Problem description
Return every line of the data below that contains the word "stone".

Dataset entries
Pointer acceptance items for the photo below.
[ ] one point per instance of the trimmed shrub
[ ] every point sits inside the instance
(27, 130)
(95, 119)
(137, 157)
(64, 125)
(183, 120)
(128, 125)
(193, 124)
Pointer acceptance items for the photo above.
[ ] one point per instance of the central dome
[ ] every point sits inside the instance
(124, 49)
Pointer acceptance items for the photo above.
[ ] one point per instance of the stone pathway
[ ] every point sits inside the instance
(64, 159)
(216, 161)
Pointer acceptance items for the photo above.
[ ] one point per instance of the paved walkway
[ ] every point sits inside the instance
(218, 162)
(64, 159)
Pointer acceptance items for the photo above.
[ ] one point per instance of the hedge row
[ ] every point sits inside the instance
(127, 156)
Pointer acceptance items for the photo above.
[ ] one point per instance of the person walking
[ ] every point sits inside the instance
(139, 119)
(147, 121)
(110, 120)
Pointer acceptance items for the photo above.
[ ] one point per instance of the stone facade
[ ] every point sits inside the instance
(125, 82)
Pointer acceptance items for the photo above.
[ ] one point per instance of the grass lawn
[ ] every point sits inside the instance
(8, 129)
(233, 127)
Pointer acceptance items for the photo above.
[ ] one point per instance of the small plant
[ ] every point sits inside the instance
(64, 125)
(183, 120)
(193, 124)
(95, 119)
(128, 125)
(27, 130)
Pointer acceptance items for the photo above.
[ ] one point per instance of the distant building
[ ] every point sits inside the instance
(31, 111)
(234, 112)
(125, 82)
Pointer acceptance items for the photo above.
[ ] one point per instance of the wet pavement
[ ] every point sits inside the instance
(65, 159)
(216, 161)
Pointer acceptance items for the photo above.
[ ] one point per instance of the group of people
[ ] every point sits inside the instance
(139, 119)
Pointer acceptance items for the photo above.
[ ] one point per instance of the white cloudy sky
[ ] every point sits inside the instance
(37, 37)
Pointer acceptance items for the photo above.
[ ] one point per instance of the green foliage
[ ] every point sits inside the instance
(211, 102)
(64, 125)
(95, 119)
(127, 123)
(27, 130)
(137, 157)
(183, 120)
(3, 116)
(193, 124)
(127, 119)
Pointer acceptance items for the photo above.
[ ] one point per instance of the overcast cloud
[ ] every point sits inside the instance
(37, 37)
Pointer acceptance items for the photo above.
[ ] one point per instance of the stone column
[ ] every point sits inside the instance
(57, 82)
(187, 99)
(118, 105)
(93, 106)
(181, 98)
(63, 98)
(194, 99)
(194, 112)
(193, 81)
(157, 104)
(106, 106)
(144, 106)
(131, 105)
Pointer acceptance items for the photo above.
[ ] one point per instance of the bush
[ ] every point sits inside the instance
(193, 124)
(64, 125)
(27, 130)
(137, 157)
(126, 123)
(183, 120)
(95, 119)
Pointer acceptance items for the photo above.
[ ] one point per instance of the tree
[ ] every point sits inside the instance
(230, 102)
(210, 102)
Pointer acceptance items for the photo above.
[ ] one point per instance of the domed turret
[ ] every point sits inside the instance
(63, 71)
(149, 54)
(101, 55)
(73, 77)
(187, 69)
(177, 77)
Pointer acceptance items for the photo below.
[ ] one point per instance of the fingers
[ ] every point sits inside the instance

Exercise solution
[ ] one point per instance of the stone pathway
[ ] one point per instance of the stone facade
[ ] one point per instance of the stone column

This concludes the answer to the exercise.